--- start PROVIDED DATA ---

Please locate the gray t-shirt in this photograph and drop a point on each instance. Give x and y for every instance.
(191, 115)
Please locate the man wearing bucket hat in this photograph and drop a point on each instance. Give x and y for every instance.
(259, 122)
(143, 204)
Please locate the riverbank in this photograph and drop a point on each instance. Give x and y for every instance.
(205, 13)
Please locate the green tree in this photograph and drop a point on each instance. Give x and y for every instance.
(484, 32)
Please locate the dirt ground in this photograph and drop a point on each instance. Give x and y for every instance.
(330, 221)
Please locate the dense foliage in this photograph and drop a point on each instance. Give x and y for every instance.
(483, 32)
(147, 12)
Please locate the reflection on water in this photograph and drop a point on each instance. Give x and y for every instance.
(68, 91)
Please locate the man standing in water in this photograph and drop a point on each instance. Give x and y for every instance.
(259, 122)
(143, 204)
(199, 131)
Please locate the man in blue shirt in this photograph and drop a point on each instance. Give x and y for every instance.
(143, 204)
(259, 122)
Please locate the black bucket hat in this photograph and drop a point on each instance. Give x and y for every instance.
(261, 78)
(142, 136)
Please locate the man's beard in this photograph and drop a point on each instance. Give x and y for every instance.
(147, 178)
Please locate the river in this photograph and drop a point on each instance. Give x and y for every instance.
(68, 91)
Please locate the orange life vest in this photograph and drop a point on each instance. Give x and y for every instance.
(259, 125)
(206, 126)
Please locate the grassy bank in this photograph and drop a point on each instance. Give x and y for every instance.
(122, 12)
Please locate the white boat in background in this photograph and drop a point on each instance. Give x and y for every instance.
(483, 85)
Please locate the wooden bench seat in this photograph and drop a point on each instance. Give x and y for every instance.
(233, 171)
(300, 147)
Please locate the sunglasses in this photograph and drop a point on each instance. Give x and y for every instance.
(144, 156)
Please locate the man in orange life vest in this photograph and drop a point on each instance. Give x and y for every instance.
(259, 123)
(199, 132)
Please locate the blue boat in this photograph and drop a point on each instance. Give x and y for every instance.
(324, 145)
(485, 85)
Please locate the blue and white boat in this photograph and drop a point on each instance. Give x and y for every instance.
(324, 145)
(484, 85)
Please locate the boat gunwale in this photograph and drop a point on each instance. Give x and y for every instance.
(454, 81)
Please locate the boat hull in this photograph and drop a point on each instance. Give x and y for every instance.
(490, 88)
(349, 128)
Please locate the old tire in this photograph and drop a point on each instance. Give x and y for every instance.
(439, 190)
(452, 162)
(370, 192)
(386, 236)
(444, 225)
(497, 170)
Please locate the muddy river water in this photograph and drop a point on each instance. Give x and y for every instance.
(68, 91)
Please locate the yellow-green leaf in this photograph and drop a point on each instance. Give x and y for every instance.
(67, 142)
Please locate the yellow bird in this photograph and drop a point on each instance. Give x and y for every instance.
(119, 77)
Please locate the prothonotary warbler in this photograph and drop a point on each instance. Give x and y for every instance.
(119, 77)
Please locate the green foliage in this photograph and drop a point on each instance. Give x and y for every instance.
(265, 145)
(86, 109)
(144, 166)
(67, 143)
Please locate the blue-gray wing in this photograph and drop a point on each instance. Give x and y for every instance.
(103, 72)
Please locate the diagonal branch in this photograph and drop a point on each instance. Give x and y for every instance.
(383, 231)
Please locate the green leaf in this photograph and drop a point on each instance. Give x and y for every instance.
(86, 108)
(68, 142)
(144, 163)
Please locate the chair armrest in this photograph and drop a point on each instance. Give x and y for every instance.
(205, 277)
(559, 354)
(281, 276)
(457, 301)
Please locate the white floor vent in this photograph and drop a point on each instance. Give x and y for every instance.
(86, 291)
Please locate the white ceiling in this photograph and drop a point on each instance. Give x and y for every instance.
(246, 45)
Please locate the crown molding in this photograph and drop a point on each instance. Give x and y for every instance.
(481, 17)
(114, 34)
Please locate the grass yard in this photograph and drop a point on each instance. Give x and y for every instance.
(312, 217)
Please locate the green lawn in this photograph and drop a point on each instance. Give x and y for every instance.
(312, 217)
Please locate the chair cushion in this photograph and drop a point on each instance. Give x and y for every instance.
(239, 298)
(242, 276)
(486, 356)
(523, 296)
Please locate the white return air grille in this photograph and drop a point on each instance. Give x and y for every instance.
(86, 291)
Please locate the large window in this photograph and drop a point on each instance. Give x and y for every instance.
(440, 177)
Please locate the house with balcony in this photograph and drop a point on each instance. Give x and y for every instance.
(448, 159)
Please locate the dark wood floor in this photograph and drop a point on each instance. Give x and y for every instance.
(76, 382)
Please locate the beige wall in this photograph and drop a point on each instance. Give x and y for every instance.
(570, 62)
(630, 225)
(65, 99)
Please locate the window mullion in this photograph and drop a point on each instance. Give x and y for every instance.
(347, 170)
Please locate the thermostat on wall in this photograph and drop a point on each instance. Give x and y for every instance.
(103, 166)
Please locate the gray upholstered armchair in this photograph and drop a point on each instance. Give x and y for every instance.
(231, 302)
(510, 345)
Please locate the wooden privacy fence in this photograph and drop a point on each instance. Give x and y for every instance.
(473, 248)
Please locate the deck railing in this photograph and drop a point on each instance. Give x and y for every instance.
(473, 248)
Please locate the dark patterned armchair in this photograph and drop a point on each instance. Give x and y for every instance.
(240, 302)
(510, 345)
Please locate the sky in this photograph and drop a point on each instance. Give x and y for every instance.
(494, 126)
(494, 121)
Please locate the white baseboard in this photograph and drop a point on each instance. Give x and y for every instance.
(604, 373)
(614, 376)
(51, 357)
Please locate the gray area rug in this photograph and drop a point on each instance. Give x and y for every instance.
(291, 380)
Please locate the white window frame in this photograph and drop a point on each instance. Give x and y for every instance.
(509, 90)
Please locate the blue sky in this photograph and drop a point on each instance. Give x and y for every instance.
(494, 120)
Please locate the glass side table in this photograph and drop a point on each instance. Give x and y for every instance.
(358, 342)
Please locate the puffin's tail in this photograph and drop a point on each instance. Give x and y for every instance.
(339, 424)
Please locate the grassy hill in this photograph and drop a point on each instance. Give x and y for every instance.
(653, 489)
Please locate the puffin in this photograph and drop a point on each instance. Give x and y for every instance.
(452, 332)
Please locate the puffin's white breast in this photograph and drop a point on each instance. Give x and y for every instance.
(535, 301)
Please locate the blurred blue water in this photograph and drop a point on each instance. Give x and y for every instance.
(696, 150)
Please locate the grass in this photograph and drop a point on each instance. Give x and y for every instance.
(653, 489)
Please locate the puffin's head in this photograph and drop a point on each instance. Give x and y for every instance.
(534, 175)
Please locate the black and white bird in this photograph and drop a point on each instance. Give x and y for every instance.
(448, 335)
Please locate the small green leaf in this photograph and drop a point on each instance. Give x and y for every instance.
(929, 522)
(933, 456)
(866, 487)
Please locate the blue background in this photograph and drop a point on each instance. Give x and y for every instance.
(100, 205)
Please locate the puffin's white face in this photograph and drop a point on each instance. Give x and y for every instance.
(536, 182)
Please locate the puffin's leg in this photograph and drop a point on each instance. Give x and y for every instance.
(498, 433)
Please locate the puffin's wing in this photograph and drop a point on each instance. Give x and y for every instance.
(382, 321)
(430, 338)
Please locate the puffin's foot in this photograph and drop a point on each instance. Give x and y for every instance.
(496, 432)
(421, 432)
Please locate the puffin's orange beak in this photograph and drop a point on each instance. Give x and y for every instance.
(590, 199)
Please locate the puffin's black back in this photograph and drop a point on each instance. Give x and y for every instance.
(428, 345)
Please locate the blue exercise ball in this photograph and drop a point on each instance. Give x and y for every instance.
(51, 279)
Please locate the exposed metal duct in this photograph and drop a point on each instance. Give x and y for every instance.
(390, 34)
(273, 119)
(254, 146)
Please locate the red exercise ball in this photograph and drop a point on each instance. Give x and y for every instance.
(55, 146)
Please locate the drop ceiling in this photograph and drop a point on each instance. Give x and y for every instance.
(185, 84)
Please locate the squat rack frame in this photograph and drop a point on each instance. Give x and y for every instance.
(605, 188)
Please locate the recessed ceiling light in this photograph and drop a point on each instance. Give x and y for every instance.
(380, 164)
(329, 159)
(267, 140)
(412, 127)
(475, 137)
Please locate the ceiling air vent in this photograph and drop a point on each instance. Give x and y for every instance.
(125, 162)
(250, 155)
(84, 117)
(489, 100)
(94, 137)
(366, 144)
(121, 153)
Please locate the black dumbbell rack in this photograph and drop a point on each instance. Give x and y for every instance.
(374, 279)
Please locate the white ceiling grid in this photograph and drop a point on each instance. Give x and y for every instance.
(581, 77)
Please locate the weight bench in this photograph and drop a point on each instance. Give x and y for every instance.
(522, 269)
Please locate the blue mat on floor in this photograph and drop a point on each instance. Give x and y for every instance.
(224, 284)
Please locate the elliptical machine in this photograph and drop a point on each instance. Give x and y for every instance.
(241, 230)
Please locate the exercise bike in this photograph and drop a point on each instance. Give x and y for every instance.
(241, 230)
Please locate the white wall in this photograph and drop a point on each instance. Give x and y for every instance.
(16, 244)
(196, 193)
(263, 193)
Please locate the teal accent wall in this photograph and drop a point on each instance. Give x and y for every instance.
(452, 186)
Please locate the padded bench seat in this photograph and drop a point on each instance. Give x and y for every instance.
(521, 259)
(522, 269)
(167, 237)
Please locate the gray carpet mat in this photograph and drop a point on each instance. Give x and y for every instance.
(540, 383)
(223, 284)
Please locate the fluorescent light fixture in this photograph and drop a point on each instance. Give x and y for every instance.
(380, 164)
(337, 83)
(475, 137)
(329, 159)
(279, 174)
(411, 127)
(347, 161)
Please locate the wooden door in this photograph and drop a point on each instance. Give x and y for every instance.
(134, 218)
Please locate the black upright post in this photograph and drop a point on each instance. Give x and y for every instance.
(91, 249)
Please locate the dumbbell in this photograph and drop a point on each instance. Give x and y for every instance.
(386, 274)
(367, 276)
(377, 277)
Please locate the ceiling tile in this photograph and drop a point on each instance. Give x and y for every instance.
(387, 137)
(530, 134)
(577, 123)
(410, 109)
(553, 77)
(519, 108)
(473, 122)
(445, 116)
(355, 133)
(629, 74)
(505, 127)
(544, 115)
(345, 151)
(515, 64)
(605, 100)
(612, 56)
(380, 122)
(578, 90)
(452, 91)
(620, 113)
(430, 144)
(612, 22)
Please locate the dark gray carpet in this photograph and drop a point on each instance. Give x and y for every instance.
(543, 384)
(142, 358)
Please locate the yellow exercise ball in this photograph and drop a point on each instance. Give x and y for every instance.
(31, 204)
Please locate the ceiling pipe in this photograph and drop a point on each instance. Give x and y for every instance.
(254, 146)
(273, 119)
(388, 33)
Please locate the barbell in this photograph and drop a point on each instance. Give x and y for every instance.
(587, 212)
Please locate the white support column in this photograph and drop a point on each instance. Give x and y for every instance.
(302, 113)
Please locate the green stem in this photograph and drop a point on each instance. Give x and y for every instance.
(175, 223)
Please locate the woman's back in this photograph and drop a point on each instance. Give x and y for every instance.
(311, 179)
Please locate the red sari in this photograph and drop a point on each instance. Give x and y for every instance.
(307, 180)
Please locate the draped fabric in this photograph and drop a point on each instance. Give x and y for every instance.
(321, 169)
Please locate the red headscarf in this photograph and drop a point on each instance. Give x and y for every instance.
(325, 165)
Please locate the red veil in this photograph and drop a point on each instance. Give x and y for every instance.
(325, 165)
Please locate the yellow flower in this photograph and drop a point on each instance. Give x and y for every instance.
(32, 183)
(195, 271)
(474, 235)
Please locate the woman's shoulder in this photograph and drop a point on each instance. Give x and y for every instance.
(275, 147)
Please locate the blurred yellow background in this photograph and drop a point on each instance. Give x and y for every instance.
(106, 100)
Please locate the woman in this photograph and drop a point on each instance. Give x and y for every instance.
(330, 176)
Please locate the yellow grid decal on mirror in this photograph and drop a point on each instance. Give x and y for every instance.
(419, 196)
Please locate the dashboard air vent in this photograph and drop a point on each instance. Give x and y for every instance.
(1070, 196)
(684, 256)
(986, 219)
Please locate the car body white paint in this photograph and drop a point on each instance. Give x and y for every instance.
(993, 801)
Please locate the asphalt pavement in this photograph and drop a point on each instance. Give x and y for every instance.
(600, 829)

--- end PROVIDED DATA ---

▶ [DIRECTIONS]:
Return, word for word, each line from the line that contains "Please locate the draped" to the end of the listing above; include both end lines and nothing else.

▶ [EXERCISE SOLUTION]:
Please locate the draped fabric in this photograph and drop a point on each instance. Give x and y for every instance.
(321, 169)
Please locate the red headscarf in this photograph and drop a point on each instance. Give x and y for every instance.
(325, 165)
Please locate the red veil in this photograph and drop a point on each instance. Give x and y for every instance.
(325, 165)
Please locate the yellow flower in this photograph and drop a point on each instance. Give x and y for every instance.
(32, 183)
(195, 271)
(474, 235)
Please locate the woman's shoulder in this photograph and drop a point on each instance. Give x and y for every instance.
(275, 147)
Please locate the blurred yellow background in this photograph and drop a point on each instance. Give x and y for every instance.
(106, 100)
Please locate the woman in this photograph and drop a point on each instance. Give x and y for every instance.
(330, 176)
Please locate the yellow grid decal on mirror in this photograph and drop a point on each instance. Give x and y for every instance.
(419, 196)
Please locate the dashboard air vent in this photograph and drop a point on each instance. Give x and y for every instance.
(1070, 196)
(684, 256)
(986, 219)
Please locate the car body white paint in this photograph and drop a point on each instance. Give x and y for every instance.
(993, 801)
Please locate the asphalt pavement in this photograph and drop a point on each instance. Give x and y for every instance.
(600, 829)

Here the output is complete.